Kejadian-kejadian serupa tentunya sangatlah banyak atau marak terjadi, khususnya dalam perkara tindak pidana penyalahan narkoba, penegak hukum dalam hal ini seringkali menggunakan metode yang seharusnya diharamkan oleh para penegak hukum itu sendiri.

Teknik Penyidikan Pembelian Terselebung dan penyerahan di bawah pengawasan (undercover buy atau controlled delivery), adalah metode yang sangat usang/ kuno, seharusnya tidak boleh dilakukan dengan pengecualian jika metode tersebut digunakan untuk membongkar jaringan narkoba kelas kakap dengan omzet berates-ratus milyard atau pejabat yang korup (OTT KPK).

____

** SOAL 1 **
Tulis ulang dengan persis bagian daftar yang dimulai dari baris berisi "carved acanthus leaf." dan berakhir pada baris berisi "(1032, 437)", termasuk kedua baris batas tersebut.

____

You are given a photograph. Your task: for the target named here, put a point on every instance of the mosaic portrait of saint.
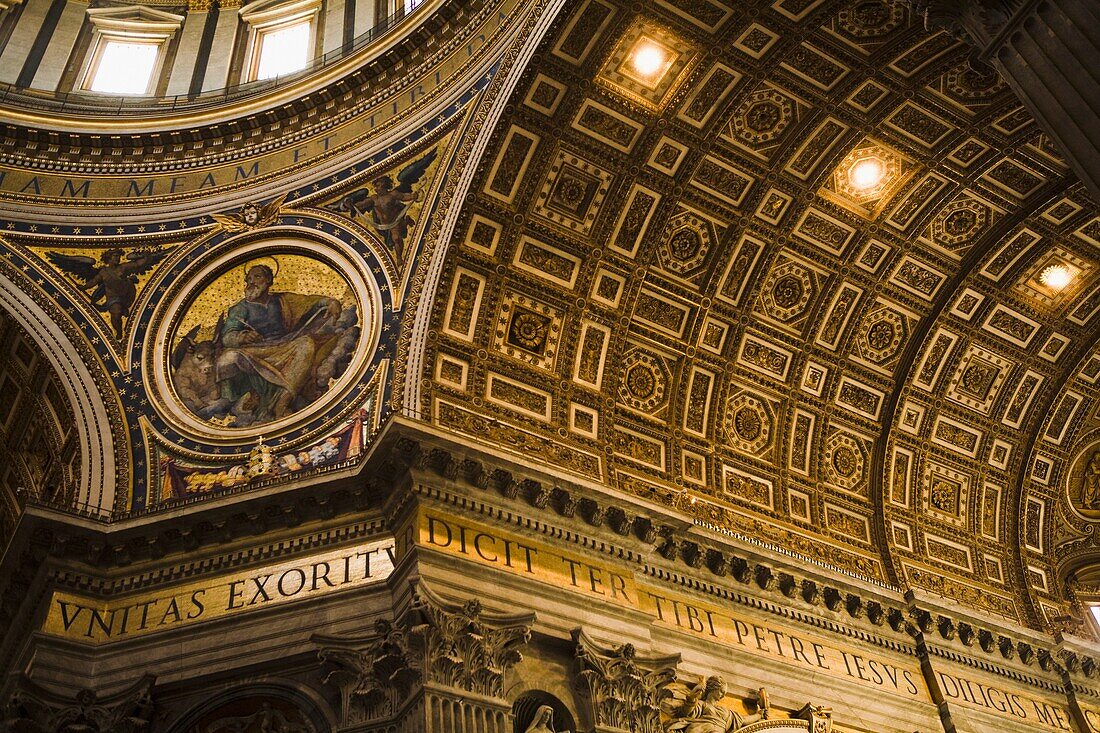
(264, 340)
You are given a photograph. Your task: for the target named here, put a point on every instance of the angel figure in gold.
(696, 710)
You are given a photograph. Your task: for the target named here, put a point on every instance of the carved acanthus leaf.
(33, 709)
(466, 647)
(373, 673)
(625, 689)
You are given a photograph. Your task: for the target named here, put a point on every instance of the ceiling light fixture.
(1056, 276)
(866, 174)
(648, 59)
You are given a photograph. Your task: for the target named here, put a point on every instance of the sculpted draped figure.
(1090, 483)
(542, 721)
(697, 711)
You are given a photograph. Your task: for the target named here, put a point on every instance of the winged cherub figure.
(112, 282)
(389, 206)
(697, 710)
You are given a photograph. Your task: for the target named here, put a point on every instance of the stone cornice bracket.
(818, 717)
(375, 673)
(979, 22)
(33, 709)
(465, 647)
(625, 689)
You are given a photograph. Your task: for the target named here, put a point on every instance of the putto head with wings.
(388, 206)
(112, 281)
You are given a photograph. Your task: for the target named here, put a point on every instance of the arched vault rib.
(903, 376)
(99, 490)
(1032, 437)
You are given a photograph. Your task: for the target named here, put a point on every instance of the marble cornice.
(879, 616)
(410, 466)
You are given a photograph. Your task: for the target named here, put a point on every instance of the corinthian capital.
(623, 687)
(465, 646)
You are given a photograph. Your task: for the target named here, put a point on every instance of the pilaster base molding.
(442, 668)
(624, 688)
(33, 709)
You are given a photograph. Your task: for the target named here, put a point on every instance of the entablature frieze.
(736, 599)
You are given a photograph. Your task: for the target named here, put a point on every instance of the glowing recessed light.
(648, 59)
(1055, 276)
(866, 174)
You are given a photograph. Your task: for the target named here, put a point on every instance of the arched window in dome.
(128, 50)
(282, 36)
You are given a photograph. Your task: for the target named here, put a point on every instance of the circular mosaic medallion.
(263, 338)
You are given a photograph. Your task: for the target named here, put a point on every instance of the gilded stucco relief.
(708, 307)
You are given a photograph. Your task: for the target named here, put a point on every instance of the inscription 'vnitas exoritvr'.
(96, 622)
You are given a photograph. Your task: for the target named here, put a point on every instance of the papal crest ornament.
(264, 335)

____

** SOAL 2 **
Jawablah pertanyaan berikut berdasarkan teks tentang penyidikan narkoba.
(a) Dalam perkara tindak pidana apa kejadian serupa disebut marak terjadi?
(b) Istilah bahasa Inggris apa yang dicantumkan untuk teknik pembelian terselubung dan penyerahan di bawah pengawasan?
(c) Untuk membongkar apa saja metode tersebut masih boleh digunakan sebagai pengecualian?

** JAWABAN 1 **
You are given a photograph. Your task: for the target named here, put a point on every instance of the carved acanthus leaf.
(33, 709)
(466, 647)
(373, 673)
(625, 689)
You are given a photograph. Your task: for the target named here, put a point on every instance of the ceiling light fixture.
(1056, 276)
(866, 174)
(648, 59)
You are given a photograph. Your task: for the target named here, put a point on every instance of the sculpted draped figure.
(1090, 483)
(542, 721)
(697, 711)
You are given a photograph. Your task: for the target named here, put a point on every instance of the winged cherub figure.
(112, 282)
(389, 206)
(697, 710)
You are given a photograph. Your task: for the target named here, put a point on every instance of the stone cornice bracket.
(818, 717)
(375, 673)
(979, 22)
(33, 709)
(465, 647)
(625, 689)
You are given a photograph. Your task: for the target named here, put a point on every instance of the putto head with wings.
(388, 206)
(112, 281)
You are given a photograph. Your task: for the target named here, put a point on every instance of the arched vault rib.
(903, 376)
(99, 490)
(1032, 437)

** JAWABAN 2 **
(a) Dalam perkara tindak pidana penyalahan narkoba.
(b) Undercover buy atau controlled delivery.
(c) Untuk membongkar jaringan narkoba kelas kakap atau pejabat yang korup (OTT KPK).